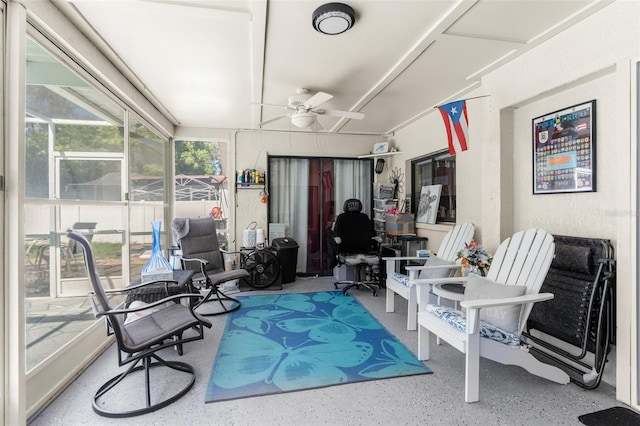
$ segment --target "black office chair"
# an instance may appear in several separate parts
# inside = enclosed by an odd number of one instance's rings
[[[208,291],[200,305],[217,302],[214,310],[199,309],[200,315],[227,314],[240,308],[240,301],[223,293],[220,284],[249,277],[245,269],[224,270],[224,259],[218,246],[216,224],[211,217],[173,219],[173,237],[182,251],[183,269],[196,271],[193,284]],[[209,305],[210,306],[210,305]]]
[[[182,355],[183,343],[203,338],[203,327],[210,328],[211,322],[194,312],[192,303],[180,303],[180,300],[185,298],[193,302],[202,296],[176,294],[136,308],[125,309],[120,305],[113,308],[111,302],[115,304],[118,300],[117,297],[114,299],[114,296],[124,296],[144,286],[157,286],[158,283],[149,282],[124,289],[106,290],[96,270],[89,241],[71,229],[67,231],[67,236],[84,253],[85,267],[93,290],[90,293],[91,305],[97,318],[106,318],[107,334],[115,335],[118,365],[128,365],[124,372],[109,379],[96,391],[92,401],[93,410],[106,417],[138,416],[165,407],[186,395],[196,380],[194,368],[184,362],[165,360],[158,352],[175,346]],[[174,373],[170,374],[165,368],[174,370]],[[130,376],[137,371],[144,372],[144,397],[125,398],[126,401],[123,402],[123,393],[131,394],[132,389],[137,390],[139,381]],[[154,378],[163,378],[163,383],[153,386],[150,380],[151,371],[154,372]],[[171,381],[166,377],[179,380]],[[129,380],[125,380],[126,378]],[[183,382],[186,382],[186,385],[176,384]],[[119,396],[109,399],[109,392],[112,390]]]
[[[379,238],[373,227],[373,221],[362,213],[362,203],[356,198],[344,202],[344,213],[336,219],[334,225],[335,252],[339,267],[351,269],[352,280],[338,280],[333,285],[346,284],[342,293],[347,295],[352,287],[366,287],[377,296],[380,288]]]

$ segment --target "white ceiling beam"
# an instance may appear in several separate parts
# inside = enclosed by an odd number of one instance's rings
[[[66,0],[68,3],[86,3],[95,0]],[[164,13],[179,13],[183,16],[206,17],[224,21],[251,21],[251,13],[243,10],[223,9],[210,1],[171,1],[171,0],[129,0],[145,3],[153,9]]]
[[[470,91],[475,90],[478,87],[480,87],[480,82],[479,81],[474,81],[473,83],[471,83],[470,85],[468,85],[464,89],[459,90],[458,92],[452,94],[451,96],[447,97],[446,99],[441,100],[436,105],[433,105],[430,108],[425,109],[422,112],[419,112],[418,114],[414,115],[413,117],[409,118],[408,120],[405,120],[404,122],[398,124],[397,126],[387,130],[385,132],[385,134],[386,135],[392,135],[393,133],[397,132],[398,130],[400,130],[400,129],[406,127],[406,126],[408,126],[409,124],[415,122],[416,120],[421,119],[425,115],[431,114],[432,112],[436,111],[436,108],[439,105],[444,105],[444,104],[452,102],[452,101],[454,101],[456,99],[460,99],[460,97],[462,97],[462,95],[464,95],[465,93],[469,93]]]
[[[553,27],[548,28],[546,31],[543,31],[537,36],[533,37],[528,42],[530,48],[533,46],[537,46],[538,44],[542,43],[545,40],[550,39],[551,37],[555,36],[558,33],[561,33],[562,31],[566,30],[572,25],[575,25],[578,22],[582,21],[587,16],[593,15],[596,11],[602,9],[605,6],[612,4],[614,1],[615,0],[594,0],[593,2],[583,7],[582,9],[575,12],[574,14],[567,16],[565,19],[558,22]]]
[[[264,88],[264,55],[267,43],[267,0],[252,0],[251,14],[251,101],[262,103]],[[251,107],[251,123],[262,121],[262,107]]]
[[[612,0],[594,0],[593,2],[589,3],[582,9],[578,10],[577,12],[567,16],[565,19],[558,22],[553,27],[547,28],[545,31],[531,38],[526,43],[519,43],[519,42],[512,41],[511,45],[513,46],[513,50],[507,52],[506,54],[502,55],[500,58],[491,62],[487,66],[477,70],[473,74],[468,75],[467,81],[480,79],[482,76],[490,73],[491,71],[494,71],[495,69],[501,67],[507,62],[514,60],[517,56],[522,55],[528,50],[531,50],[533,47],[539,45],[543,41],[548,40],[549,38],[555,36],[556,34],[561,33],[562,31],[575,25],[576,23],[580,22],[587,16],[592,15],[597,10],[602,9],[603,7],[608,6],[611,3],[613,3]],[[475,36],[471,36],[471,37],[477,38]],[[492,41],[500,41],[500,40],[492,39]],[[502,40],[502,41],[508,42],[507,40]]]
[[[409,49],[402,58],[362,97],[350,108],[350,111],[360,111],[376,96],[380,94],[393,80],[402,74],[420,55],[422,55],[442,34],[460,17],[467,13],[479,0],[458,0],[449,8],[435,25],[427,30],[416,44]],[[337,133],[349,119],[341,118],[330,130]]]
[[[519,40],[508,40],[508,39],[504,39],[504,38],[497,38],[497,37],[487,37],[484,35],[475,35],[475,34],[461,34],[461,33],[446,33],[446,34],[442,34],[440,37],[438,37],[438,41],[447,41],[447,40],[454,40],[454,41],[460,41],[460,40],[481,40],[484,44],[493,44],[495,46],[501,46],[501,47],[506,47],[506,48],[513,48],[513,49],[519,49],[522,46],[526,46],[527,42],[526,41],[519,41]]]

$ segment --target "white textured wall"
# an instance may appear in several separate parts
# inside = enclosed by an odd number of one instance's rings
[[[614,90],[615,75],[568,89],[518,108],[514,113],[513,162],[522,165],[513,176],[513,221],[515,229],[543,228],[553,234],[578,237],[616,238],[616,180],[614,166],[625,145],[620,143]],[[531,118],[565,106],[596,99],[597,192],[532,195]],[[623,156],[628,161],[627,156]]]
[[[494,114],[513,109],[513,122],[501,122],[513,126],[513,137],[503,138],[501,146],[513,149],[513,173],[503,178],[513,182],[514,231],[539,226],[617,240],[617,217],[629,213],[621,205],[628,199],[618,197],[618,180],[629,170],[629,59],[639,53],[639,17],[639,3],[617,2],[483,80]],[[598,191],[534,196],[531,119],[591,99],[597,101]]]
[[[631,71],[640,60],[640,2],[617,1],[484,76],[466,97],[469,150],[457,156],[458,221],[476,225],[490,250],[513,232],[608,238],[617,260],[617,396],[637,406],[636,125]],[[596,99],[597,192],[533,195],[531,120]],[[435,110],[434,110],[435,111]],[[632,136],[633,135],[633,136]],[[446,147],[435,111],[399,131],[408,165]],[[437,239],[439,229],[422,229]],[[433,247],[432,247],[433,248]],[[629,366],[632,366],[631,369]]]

**Required work**. Please reproduce the listing exactly, leaving out any pictures.

**Task response**.
$ segment --target "black office chair"
# an instance may appear in several separate parts
# inside = enclosed by an odd number of one instance's rings
[[[208,291],[200,305],[217,302],[214,310],[199,309],[200,315],[227,314],[240,308],[240,301],[223,293],[220,284],[249,277],[245,269],[224,270],[224,259],[218,246],[216,224],[211,217],[173,219],[173,237],[182,251],[183,269],[196,271],[193,284]],[[209,305],[210,306],[210,305]]]
[[[182,355],[183,343],[203,338],[203,327],[210,328],[211,322],[194,312],[192,303],[180,303],[180,300],[185,298],[193,302],[202,296],[176,294],[136,308],[125,309],[120,305],[113,308],[111,302],[115,304],[118,300],[117,297],[114,299],[114,296],[124,296],[144,286],[157,286],[158,283],[149,282],[124,289],[106,290],[96,270],[89,241],[71,229],[67,231],[67,236],[84,253],[85,267],[93,290],[90,293],[91,305],[97,318],[106,318],[107,334],[115,335],[118,365],[128,365],[124,372],[109,379],[96,391],[92,401],[93,410],[106,417],[138,416],[165,407],[186,395],[196,380],[194,368],[184,362],[165,360],[158,352],[175,346]],[[174,373],[170,374],[165,368],[174,370]],[[130,376],[137,371],[144,372],[144,397],[125,398],[126,401],[123,402],[123,393],[131,394],[132,389],[137,390],[139,381]],[[154,378],[163,378],[163,383],[153,386],[150,380],[151,371],[154,372]],[[171,381],[166,377],[179,380]],[[129,380],[125,380],[126,378]],[[183,382],[186,382],[186,385],[176,384]],[[119,396],[109,399],[109,392],[112,390]]]
[[[379,238],[373,227],[373,221],[362,213],[362,203],[356,198],[344,202],[344,213],[336,219],[334,225],[335,252],[339,267],[351,269],[352,280],[338,280],[333,285],[346,284],[342,293],[347,295],[352,287],[366,287],[377,296],[380,288]]]

$ segment --target "white ceiling beam"
# an instance may appear in several separate parts
# inside = enclosed by an odd number of one instance's rings
[[[66,0],[68,3],[86,3],[95,0]],[[164,13],[179,13],[183,16],[206,17],[224,21],[251,21],[251,13],[243,10],[223,9],[210,1],[171,1],[171,0],[129,0],[145,3],[153,9]]]
[[[470,91],[475,90],[478,87],[480,87],[480,82],[479,81],[474,81],[473,83],[471,83],[470,85],[468,85],[464,89],[459,90],[458,92],[452,94],[451,96],[447,97],[446,99],[441,100],[436,105],[433,105],[430,108],[425,109],[422,112],[419,112],[418,114],[414,115],[413,117],[409,118],[408,120],[405,120],[404,122],[398,124],[397,126],[387,130],[385,132],[385,134],[386,135],[392,135],[393,133],[397,132],[398,130],[400,130],[400,129],[406,127],[406,126],[408,126],[409,124],[415,122],[416,120],[421,119],[425,115],[431,114],[432,112],[436,111],[436,108],[439,105],[444,105],[444,104],[452,102],[452,101],[454,101],[456,99],[460,99],[460,97],[462,97],[462,95],[464,95],[465,93],[469,93]]]
[[[553,27],[548,28],[546,31],[543,31],[537,36],[533,37],[528,42],[530,48],[533,46],[537,46],[538,44],[542,43],[545,40],[550,39],[551,37],[555,36],[558,33],[561,33],[562,31],[566,30],[572,25],[575,25],[578,22],[582,21],[587,16],[593,15],[596,11],[602,9],[605,6],[612,4],[614,1],[615,0],[594,0],[593,2],[583,7],[582,9],[575,12],[574,14],[567,16],[565,19],[558,22]]]
[[[264,88],[264,55],[267,43],[267,0],[252,0],[251,14],[251,101],[262,103]],[[251,107],[251,123],[262,121],[262,107]]]
[[[612,0],[594,0],[593,2],[589,3],[582,9],[578,10],[577,12],[567,16],[565,19],[558,22],[553,27],[547,28],[545,31],[531,38],[526,43],[519,43],[519,42],[512,41],[511,45],[513,46],[513,50],[507,52],[506,54],[502,55],[500,58],[491,62],[487,66],[477,70],[473,74],[468,75],[467,81],[480,79],[482,76],[490,73],[491,71],[494,71],[495,69],[501,67],[507,62],[514,60],[517,56],[522,55],[528,50],[531,50],[533,47],[539,45],[543,41],[548,40],[549,38],[555,36],[556,34],[561,33],[562,31],[575,25],[576,23],[580,22],[587,16],[592,15],[597,10],[602,9],[603,7],[608,6],[611,3],[613,3]],[[475,36],[471,36],[471,37],[477,38]],[[492,41],[500,41],[500,40],[492,39]],[[502,40],[502,41],[508,42],[507,40]]]
[[[409,49],[402,58],[362,97],[350,108],[350,111],[360,111],[376,96],[380,94],[393,80],[402,74],[420,55],[422,55],[442,34],[460,17],[467,13],[479,0],[458,0],[449,8],[435,25],[427,30],[416,44]],[[337,133],[349,119],[341,118],[330,130]]]
[[[519,40],[508,40],[508,39],[504,39],[504,38],[497,38],[497,37],[487,37],[484,35],[475,35],[475,34],[461,34],[461,33],[446,33],[446,34],[442,34],[440,37],[438,37],[438,41],[447,41],[447,40],[454,40],[454,41],[460,41],[460,40],[481,40],[484,44],[493,44],[495,46],[501,46],[501,47],[506,47],[506,48],[513,48],[513,49],[519,49],[522,46],[526,46],[527,42],[526,41],[519,41]]]

$ segment --target "white textured wall"
# an instance may appear in several separate parts
# inside = enclosed by an odd number of one instance's rings
[[[614,90],[615,75],[568,89],[518,108],[514,113],[513,162],[522,165],[513,176],[513,221],[515,229],[543,228],[553,234],[578,237],[616,238],[616,180],[614,166],[625,145],[620,143]],[[531,118],[565,106],[596,99],[597,192],[532,195]],[[623,156],[628,161],[627,156]]]
[[[494,114],[513,109],[513,122],[501,122],[513,126],[513,137],[503,138],[501,146],[513,149],[513,173],[503,178],[513,182],[514,231],[539,226],[617,240],[617,217],[629,213],[621,205],[628,199],[618,197],[618,180],[629,170],[629,59],[639,53],[639,17],[639,3],[617,2],[483,80]],[[598,191],[534,196],[531,119],[591,99],[597,101]]]
[[[631,71],[640,60],[640,2],[617,1],[484,76],[466,97],[469,150],[457,156],[458,221],[476,225],[490,250],[513,232],[608,238],[617,260],[617,396],[637,406],[636,125]],[[596,99],[597,192],[533,195],[531,120]],[[435,110],[434,110],[435,111]],[[632,136],[633,135],[633,136]],[[446,147],[435,111],[399,131],[408,165]],[[437,239],[439,229],[422,229]],[[433,247],[432,247],[433,248]],[[629,366],[632,366],[631,369]]]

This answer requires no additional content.